• [Provided text]:
-----
Each of the items I have discussed—quasi-territoriality, uni-multi polarity, and the commodification of WMD—are factors that concern modern terror in general. Potentially, eco-militant, ethno-nationalist, and anti-globalization terror groups, as well as contemporary jihadists, are all perverse beneficiaries of this development. That is important to recognize because over-emphasis on jihadism can easily distract us from other enemies. I have focused on radical Islamism because it poses, as we approach the second decade of the twenty-first century, the most evident menace to modern civilization; its bloody record since 1979 is plain. Each of the factors I mentioned is a mutation of previous realities. Hence the commodification of WMD supposes WMD to begin with, quasi-territoriality builds on past communication networks, and a uni-multi polar world arose out of the collapse of a bipolar one.

If, however, we focus on the constellation itself—the precise combination of mutations described above—we are assuredly confronted by something radically new; the designation “totalitarianism” masks this reality. Granted, since 1979 modern jihadism has largely failed to overturn governments and win power from the “near enemy,” its own apostate regimes. Nor can it achieve its ultimate and fantastical objective, the global Caliphate, though demographic movements in Europe are likely to increase the areas under Sharia. It is certainly conceivable that Hezbollah will lose traction if Israel and Syria cut a deal on the Golan Heights; that Iraq will see greater stabilization; that al-Qaeda will increasingly lose support among its Sunni constituency; that the Iranian theocracy will be replaced by a more pragmatic Muslim administration. (Israel will, in that event, still be mightily endangered because Iran is a power with hegemonic, and not simply Islamic, aspirations.) But the real issue is not whether radical Islamism will be victorious. It is what damage it can do along the way.
-----
• [Assigned task 1]:
In the terrorism passage, what is said to be the real issue regarding radical Islamism?
• [Assigned task 2]:
Please carry on the terrorism passage, picking up right after its final sentence.
The items that come next are drawn from a separate source.

• [The data]:
-----
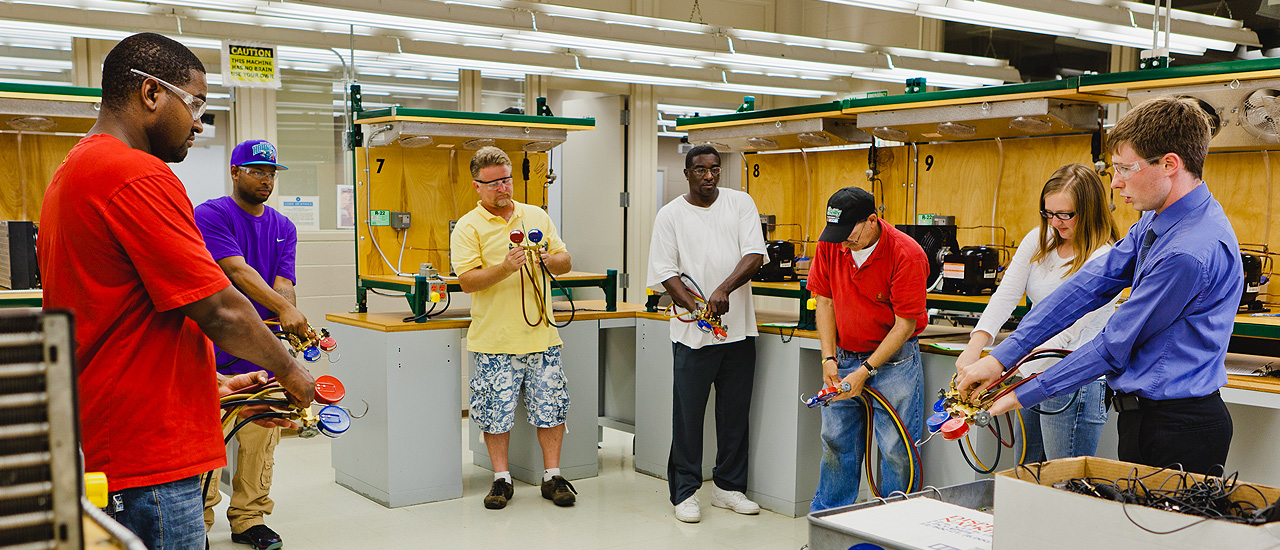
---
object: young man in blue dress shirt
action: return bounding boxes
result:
-----
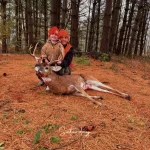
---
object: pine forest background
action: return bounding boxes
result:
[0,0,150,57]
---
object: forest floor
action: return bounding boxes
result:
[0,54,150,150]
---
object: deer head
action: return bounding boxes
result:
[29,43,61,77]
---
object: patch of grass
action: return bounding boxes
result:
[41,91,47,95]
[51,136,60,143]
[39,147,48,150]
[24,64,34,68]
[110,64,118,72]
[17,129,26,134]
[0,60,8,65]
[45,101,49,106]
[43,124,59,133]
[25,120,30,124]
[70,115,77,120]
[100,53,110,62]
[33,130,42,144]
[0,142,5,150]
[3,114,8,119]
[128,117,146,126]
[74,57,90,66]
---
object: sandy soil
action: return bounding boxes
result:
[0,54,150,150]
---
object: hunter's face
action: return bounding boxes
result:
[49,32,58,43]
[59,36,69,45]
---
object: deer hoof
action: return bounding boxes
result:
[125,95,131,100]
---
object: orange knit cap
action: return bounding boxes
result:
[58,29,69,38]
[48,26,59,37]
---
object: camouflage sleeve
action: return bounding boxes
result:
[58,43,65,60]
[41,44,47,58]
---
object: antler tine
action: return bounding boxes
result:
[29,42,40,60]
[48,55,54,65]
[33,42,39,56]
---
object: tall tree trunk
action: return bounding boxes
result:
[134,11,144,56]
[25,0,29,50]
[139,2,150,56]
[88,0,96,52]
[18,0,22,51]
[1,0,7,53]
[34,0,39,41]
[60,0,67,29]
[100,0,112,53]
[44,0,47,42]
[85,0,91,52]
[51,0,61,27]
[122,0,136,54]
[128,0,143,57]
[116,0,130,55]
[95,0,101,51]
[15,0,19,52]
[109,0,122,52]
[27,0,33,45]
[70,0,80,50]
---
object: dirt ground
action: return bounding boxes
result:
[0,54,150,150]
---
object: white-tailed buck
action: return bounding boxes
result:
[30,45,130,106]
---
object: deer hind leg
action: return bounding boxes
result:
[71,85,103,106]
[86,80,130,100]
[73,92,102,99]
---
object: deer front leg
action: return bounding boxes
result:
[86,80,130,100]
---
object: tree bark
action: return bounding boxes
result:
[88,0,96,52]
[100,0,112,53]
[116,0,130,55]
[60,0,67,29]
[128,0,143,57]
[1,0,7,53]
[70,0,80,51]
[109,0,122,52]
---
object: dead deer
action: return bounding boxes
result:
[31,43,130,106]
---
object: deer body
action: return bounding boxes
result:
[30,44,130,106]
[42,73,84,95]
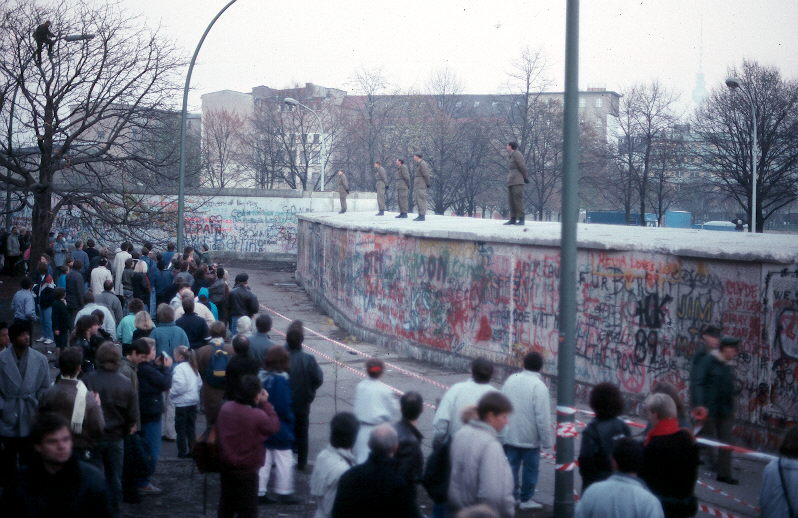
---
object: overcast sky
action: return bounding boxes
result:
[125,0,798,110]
-----
• [Task output 1]:
The real issue is what damage radical Islamism can do along the way, not whether it will be victorious.

• [Task output 2]:
Social science has a poor predictive record, though academics and pundits alike have produced a well stocked dispensary of excuses to deny that fact. We are more likely to understand our world if we remain angular, passionate but self-critical, eclectic thinkers, foxes rather than hedgehogs. The greatest fox in social science was the French political and social thinker, Raymond Aron. What, from his Montparnasse resting place, is he telling us? “The destruction of our world is possible but improbable. The capacity of human beings for renewal, for surprise, for unexpected dialogue should never be underestimated. Islam is not monolithic and most Muslims want to raise families in peace and prosperity. Still, a clear eyed appraisal of those who would gladly kill us and destroy the pluralist legacy is the sine qua non of any realistic policy today. Habitual condemnation of Western leaders is intellectually dishonest. Tell us what you would do—practically do—in their place and faced with their dilemmas. The predictions of doomsayers are usually wrong. Let us try, through our vigilance, to prove them so.”